> TASK SET:
- 1) List every username that appears in a post header of the forum thread on identifying a roadside bush.
- 2) Supply the next part of the forum thread on identifying a roadside bush, picking up right after its final line.

> TEXT TO READ:
::::::

# Plant I.D. Please



## RayMarler (Jun 18, 2008)

I have in the area this bush, it looks like it may be able to be trimmed into a tree, but not sure. It's not on anyone's property that I have seen but is in public roadway ditches and fence lines. Here is a couple pics, does anyone know what it is and if it is any good for bee forage? Thanks!


----------



## ruthiesbees (Aug 27, 2013)

looks a bit like elderberry.


----------



## RayMarler (Jun 18, 2008)

Yes it does! Thanks Ruth!
Now, has anyone ever seen bees working the Elderberry blooms? I don't have any on my property so I've never been able to see if bees work them or not.


----------



## Dave Burrup (Jul 22, 2008)

::::::

Entries from a dataset:
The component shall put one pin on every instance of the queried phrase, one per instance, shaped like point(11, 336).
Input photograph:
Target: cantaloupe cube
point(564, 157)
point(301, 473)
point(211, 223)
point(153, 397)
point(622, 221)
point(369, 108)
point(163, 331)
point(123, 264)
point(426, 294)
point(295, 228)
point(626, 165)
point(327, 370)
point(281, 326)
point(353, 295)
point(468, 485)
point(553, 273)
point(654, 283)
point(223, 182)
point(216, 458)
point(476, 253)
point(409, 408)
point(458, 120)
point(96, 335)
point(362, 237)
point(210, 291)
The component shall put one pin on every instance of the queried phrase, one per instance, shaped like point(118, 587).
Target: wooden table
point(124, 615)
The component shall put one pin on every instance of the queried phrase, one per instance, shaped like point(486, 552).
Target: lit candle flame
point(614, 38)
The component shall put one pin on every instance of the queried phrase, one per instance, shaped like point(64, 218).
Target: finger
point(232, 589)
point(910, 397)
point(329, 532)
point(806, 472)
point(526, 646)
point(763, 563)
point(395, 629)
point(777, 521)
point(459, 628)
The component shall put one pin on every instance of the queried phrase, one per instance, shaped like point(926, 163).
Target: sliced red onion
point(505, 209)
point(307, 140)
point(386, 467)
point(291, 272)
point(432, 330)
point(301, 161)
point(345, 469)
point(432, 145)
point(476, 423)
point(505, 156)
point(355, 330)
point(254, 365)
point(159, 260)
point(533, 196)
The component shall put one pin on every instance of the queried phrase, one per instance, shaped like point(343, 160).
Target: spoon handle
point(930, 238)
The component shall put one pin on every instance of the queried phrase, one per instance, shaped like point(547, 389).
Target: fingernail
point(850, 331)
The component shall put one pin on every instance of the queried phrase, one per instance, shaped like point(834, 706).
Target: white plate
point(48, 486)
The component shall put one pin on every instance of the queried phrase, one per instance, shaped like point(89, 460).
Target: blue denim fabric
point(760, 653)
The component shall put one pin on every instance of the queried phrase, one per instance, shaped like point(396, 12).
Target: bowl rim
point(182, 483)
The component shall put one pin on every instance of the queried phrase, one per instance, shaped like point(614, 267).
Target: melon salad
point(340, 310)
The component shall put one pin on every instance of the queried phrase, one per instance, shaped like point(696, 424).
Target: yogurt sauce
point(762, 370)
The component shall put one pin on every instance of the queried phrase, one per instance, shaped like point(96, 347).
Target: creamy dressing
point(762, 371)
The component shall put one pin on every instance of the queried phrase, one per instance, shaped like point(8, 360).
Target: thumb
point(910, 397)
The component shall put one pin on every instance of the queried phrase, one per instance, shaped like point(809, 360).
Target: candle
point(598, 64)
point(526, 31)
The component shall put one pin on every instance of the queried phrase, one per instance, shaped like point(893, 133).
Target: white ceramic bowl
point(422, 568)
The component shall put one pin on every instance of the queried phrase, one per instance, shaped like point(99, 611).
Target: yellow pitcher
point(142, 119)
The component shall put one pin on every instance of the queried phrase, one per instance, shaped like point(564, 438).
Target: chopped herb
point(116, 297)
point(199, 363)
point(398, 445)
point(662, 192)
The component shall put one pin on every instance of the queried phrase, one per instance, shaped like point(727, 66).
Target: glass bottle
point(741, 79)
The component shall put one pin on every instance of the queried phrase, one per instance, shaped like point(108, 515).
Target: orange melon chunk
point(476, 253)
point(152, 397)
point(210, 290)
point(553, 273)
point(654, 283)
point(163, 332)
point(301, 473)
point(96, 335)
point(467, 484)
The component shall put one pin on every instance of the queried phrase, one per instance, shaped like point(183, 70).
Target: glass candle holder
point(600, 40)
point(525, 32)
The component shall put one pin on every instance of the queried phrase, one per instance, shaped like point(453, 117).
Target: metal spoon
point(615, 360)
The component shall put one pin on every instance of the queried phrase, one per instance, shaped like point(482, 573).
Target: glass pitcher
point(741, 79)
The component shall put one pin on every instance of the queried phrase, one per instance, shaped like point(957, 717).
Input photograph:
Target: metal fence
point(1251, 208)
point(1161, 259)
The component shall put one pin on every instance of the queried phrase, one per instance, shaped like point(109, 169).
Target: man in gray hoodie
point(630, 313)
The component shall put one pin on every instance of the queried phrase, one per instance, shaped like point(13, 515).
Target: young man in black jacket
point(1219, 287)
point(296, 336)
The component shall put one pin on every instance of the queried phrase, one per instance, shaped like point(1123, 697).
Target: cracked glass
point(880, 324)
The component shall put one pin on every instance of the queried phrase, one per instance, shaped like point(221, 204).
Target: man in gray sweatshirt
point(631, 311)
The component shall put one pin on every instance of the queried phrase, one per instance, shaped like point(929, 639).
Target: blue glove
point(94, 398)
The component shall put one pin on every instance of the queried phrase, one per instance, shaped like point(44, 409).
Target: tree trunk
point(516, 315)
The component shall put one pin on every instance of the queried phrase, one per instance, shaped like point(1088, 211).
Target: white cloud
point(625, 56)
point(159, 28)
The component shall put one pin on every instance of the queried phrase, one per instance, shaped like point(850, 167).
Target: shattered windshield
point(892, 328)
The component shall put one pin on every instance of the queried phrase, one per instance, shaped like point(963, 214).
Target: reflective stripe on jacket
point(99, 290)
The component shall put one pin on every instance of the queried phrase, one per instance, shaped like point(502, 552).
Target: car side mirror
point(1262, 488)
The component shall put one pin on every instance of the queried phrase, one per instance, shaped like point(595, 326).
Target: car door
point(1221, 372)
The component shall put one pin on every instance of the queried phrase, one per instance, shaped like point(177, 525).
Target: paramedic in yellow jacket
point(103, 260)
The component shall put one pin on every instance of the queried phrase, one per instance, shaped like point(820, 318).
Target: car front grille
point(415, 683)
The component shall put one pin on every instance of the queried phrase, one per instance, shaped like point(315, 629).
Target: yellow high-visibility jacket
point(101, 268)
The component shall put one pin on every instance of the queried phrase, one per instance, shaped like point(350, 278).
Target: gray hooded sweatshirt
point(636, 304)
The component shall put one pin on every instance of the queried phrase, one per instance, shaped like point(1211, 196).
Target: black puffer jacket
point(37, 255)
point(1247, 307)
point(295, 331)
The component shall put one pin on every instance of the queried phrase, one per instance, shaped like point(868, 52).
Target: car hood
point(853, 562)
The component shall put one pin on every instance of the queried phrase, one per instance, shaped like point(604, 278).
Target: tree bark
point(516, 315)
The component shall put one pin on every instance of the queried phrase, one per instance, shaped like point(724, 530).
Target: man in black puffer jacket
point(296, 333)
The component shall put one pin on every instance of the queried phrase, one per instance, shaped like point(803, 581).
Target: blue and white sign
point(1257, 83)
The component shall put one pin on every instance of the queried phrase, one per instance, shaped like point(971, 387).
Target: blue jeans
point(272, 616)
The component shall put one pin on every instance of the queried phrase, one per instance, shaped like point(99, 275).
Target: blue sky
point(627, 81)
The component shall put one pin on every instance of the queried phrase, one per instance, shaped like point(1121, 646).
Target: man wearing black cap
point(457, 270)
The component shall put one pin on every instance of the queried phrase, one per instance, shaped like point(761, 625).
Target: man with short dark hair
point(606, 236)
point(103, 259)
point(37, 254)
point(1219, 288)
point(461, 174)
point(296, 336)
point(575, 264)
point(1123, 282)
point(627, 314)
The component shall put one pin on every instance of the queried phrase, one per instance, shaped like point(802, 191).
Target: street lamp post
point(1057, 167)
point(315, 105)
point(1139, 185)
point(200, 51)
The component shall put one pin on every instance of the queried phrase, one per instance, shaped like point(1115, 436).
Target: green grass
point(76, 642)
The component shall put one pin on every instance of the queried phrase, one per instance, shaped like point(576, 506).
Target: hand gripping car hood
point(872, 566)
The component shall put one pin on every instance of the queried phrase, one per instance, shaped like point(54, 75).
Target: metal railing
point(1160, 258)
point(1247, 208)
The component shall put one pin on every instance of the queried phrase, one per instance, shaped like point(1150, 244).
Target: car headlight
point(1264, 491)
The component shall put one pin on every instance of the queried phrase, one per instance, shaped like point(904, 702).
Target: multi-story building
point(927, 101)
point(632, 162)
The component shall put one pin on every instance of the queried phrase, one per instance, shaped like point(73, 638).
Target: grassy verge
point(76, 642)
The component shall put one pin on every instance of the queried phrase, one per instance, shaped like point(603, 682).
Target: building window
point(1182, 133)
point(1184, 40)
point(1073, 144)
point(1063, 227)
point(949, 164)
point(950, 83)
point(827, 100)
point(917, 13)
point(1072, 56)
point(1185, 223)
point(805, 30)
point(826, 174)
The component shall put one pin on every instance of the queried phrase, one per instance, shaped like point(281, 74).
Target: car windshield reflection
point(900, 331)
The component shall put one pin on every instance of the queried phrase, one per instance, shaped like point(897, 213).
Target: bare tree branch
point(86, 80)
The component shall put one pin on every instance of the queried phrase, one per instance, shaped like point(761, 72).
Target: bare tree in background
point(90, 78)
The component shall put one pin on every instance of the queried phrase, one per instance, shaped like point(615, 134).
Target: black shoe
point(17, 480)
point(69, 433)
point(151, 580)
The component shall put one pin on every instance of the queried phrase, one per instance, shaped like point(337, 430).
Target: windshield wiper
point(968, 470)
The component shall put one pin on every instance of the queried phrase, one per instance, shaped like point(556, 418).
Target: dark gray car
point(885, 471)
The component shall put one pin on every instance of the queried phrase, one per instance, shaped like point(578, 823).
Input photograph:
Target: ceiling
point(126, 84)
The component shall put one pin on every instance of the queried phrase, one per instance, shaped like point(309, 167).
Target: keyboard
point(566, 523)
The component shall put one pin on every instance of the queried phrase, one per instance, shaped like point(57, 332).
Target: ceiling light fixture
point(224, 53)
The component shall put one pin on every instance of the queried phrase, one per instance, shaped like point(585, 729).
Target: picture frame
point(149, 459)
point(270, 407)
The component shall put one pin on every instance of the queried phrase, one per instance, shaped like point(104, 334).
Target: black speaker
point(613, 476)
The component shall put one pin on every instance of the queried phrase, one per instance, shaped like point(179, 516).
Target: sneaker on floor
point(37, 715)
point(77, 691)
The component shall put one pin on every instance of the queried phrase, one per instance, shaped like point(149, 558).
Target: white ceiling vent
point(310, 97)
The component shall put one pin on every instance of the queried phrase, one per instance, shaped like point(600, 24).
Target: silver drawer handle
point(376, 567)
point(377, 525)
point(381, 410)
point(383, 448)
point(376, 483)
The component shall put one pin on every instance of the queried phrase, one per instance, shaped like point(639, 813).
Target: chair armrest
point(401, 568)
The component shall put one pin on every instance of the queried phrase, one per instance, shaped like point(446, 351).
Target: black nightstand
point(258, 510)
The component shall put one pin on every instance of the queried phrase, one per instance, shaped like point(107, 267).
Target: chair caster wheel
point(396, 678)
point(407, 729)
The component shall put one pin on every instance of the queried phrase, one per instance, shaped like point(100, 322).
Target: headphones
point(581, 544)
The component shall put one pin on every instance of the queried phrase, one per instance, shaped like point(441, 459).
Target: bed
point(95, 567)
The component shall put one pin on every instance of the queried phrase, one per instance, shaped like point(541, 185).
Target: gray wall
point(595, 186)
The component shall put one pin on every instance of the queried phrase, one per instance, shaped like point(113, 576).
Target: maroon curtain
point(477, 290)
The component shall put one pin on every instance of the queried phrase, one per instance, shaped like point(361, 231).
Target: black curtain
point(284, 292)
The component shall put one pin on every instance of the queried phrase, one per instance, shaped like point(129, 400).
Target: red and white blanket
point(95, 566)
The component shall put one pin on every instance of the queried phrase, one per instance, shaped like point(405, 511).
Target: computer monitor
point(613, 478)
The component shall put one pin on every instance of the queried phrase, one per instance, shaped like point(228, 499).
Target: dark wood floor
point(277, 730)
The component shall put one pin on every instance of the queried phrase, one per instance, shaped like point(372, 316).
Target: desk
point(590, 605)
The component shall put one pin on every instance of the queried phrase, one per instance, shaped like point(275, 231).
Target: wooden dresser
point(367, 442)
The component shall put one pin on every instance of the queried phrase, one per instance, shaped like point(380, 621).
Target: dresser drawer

::::::

> SOLVED PROBLEMS:
- 1) RayMarler, ruthiesbees, Dave Burrup

- 2)
It is Elder Berry. It could be European Elderberry, or a native species. Our bees work ours heavily for pollen, but they do not produce nectar. The European species sucker like crazy to the point of being trouble some.


----------



## jeffnmo (Mar 16, 2013)

it does look like elderberry and we have a few bushes and the bees do work them.


----------



## RayMarler (Jun 18, 2008)

Great, thanks Jeff!
That helps me determine blooming flows and timing in my area, much appreciated to you and Ruth both for your replies!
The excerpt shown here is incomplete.